▶ _DATASET EXTRACT_
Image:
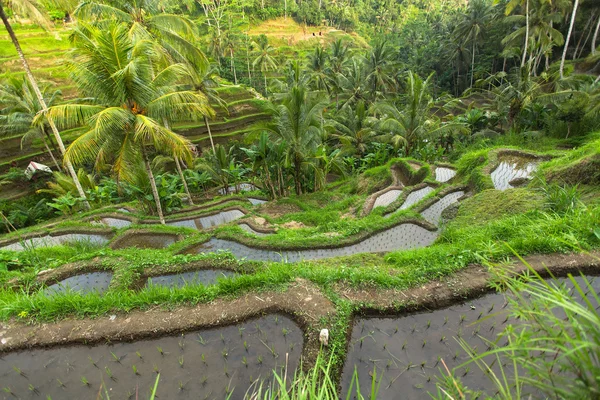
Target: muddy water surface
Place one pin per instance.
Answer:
(83, 283)
(406, 350)
(206, 364)
(203, 277)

▶ _EXERCISE REQUIREMENTS_
Rewrite every line of the records above as a JSON list of strings, one string per line, skipping blank lines. Leave the pictures out.

▶ _EXPECTED ANSWER_
[
  "Image:",
  "Target: muddy water surface",
  "Place one pin per instance.",
  "Answer:",
  "(83, 283)",
  "(406, 350)",
  "(206, 364)",
  "(203, 277)"
]